THE RECORDS>
☆ ☆ ☆ ☆ ☆

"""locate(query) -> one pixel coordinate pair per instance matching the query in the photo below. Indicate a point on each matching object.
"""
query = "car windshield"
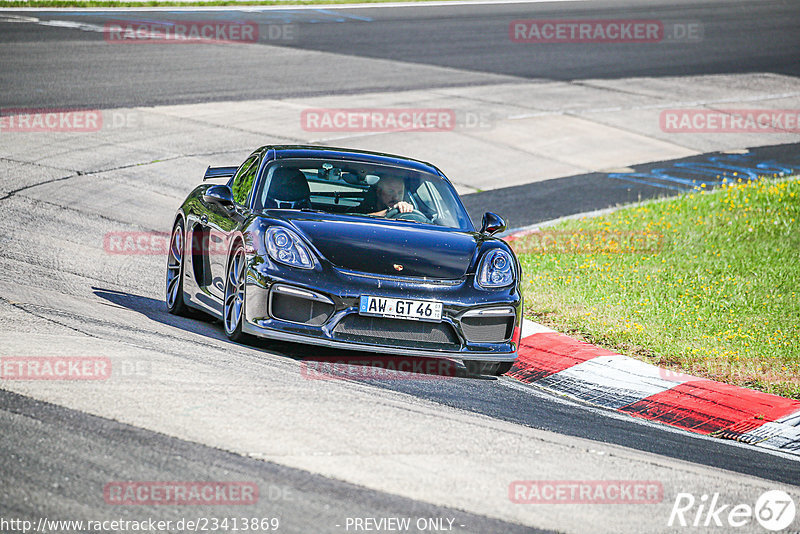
(360, 189)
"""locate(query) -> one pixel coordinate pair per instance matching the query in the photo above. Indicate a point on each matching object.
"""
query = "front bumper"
(342, 291)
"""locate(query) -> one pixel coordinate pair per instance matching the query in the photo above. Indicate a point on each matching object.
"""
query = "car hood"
(392, 248)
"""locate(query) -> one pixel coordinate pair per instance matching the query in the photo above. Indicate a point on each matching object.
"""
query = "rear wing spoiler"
(219, 172)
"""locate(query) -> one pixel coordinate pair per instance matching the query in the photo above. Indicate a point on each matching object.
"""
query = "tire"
(233, 305)
(176, 305)
(479, 367)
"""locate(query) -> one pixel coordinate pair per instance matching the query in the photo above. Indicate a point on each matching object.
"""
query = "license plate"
(415, 310)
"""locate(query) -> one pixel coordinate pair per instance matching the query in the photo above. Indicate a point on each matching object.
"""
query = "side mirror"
(220, 195)
(492, 223)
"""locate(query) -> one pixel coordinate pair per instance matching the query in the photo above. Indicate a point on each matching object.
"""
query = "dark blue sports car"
(346, 249)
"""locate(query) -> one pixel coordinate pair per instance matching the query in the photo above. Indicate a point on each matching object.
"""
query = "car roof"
(365, 156)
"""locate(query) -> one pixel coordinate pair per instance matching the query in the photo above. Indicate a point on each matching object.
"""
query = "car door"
(221, 223)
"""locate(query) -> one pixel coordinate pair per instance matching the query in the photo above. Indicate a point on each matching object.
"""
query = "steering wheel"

☆ ☆ ☆ ☆ ☆

TASK REQUIREMENTS>
Turn every one of the records above into a JSON list of strings, with one string per line. Skip blank lines and leave the pictures out.

REPLY>
[
  "\"\"\"locate(query) -> one pixel coordinate pair per instance matching the query in the photo below. Indicate a point on each matching object.",
  "\"\"\"",
  "query = \"car windshield\"",
  "(360, 189)",
  "\"\"\"locate(query) -> one pixel coordinate pair per instance matching the query in the photo above. Indicate a point on each matching object.",
  "\"\"\"",
  "query = \"front bumper\"",
  "(342, 291)",
  "\"\"\"locate(query) -> one pixel coordinate pair per instance matching the query in the photo above. Indicate a point on each matching object.",
  "\"\"\"",
  "query = \"car hood\"",
  "(392, 248)",
  "\"\"\"locate(query) -> one pixel coordinate pair per instance matching the query in the photo above. Indicate a point on each matching object.",
  "\"\"\"",
  "query = \"rear wing spoiler\"",
  "(219, 172)",
  "\"\"\"locate(query) -> one pixel coordinate pair per instance matching the query in the photo above. Indicate a point on each matching object.",
  "\"\"\"",
  "query = \"tire\"",
  "(233, 305)",
  "(176, 305)",
  "(479, 367)",
  "\"\"\"locate(query) -> one pixel coordinate pair per instance matching the query in the photo above. Indicate a point on each matching object.",
  "\"\"\"",
  "query = \"license plate\"",
  "(415, 310)",
  "\"\"\"locate(query) -> one pixel coordinate pair per instance matching the query in the photo above. Indicate a point on each matching object.",
  "\"\"\"",
  "query = \"side mirror\"",
  "(220, 195)",
  "(492, 223)",
  "\"\"\"locate(query) -> one pixel coordinate pair per instance matching the query in the photo above. Indicate a point on each matching object.",
  "\"\"\"",
  "query = \"dark blue sports car\"",
  "(346, 249)",
  "\"\"\"locate(query) -> one pixel coordinate pair per instance matching the query in the photo above. Indicate a point on each matching object.",
  "\"\"\"",
  "query = \"car roof\"",
  "(365, 156)",
  "\"\"\"locate(query) -> one pixel coordinate pair per instance matching the query in the photo above. Indicate a point on each matching object.",
  "\"\"\"",
  "query = \"car door\"",
  "(221, 223)",
  "\"\"\"locate(query) -> one pixel coordinate pair per instance matching the query in the photo above. Indicate a point on each matching object.",
  "\"\"\"",
  "query = \"steering wheel\""
]